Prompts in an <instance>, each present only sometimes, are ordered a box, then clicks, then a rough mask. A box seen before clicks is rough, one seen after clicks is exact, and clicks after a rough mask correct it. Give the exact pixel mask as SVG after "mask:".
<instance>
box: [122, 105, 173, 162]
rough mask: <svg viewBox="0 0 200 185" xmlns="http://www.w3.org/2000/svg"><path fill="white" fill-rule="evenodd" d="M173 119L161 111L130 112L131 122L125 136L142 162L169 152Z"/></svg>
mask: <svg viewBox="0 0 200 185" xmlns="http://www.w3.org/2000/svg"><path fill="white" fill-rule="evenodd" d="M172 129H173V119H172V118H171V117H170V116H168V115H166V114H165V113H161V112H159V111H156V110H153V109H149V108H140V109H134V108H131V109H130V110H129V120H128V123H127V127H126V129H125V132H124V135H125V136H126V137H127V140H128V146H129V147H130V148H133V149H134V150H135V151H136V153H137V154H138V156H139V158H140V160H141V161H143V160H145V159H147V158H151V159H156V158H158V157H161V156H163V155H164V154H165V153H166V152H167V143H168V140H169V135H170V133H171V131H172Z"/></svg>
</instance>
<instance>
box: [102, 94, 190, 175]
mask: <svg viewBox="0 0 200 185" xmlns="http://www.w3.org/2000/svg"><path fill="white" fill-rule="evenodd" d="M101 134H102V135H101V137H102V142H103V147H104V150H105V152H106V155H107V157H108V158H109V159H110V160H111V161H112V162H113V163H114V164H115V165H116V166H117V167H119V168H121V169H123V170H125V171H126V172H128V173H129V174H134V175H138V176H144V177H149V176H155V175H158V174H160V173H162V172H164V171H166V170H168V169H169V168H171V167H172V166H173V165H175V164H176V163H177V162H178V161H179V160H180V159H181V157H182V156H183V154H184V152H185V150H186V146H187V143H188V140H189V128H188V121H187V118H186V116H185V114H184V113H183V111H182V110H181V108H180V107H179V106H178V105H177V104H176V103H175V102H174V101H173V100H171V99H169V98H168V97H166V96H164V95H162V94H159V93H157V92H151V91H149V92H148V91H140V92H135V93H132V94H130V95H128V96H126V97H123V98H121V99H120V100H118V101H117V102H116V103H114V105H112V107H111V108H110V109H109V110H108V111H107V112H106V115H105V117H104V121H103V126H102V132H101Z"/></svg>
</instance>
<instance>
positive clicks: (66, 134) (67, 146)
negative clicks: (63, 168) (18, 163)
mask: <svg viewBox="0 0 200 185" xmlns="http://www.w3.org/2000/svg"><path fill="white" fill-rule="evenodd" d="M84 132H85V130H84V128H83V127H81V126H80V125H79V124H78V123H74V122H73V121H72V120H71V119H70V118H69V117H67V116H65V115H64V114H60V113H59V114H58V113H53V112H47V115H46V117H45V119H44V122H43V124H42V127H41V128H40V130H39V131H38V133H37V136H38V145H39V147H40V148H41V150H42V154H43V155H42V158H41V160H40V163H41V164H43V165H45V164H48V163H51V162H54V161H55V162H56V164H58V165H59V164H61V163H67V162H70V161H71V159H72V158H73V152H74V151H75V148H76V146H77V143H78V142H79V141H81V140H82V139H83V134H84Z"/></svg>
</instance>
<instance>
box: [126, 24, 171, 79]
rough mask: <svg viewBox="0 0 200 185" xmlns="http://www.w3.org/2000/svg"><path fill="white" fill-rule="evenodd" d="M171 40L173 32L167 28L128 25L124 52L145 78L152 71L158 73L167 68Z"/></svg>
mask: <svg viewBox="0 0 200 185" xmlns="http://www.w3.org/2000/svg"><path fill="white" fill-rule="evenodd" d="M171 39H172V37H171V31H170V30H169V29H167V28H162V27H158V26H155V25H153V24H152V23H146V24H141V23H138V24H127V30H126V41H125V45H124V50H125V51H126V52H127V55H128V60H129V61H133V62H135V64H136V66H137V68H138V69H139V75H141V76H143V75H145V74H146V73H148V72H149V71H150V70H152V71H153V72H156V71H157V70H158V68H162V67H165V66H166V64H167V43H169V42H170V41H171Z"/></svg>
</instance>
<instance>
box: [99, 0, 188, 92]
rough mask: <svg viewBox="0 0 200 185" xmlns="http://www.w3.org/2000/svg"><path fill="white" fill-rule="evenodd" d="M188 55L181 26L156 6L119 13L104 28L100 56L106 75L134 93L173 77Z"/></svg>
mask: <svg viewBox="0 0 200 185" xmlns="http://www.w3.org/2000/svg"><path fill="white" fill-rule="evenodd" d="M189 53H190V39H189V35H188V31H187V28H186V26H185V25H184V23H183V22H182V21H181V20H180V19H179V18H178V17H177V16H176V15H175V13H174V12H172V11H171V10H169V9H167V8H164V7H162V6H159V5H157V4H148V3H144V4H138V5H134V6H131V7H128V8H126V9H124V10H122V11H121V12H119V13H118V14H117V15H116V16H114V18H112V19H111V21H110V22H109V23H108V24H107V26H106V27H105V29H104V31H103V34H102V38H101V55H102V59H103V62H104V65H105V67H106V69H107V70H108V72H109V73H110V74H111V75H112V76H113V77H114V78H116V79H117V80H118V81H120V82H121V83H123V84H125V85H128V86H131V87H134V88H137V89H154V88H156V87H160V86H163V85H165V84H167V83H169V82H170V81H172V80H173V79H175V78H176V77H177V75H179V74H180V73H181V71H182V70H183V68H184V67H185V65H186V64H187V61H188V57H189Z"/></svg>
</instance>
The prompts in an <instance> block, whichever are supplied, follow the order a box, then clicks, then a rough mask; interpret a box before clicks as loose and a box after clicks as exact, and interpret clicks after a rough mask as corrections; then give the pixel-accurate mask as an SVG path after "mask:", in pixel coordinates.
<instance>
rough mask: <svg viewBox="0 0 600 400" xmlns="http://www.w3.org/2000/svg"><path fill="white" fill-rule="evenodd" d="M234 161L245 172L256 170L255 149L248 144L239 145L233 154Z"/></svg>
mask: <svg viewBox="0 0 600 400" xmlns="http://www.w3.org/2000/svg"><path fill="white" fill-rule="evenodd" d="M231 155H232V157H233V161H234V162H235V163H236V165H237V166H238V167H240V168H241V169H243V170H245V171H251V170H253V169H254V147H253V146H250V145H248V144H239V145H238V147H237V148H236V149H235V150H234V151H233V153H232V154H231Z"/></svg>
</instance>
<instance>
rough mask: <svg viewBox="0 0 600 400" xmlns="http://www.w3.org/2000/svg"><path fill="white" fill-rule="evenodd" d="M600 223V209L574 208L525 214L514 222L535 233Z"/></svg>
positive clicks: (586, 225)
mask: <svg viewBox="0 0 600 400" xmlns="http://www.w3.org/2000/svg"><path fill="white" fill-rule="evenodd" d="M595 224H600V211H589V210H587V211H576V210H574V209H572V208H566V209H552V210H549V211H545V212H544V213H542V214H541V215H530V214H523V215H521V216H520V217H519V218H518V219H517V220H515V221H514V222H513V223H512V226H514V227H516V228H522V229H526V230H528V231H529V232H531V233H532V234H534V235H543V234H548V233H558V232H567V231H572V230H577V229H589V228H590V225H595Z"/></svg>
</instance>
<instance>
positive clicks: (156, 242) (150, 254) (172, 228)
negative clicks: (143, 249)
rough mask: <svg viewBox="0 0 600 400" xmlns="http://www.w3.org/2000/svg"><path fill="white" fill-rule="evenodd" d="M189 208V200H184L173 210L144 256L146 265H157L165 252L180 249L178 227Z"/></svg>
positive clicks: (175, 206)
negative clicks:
..............................
Description of the task
Return every line of the items above that contains the string "exact".

Result of this task
Prompts in an <instance>, each present only sometimes, are ordered a box, then clicks, then a rough mask. A box seen before clicks is rough, one seen after clicks is exact, and clicks after a rough mask correct it. Give the exact pixel mask as SVG after "mask:".
The prompts in an <instance> block, whichever are supplied, follow the order a box, then clicks, then a rough mask; interpret a box before clicks as loose and a box after clicks as exact, and interpret clicks after a rough mask as corrections; then give the pixel-accurate mask as an SVG path after "mask:", in pixel coordinates.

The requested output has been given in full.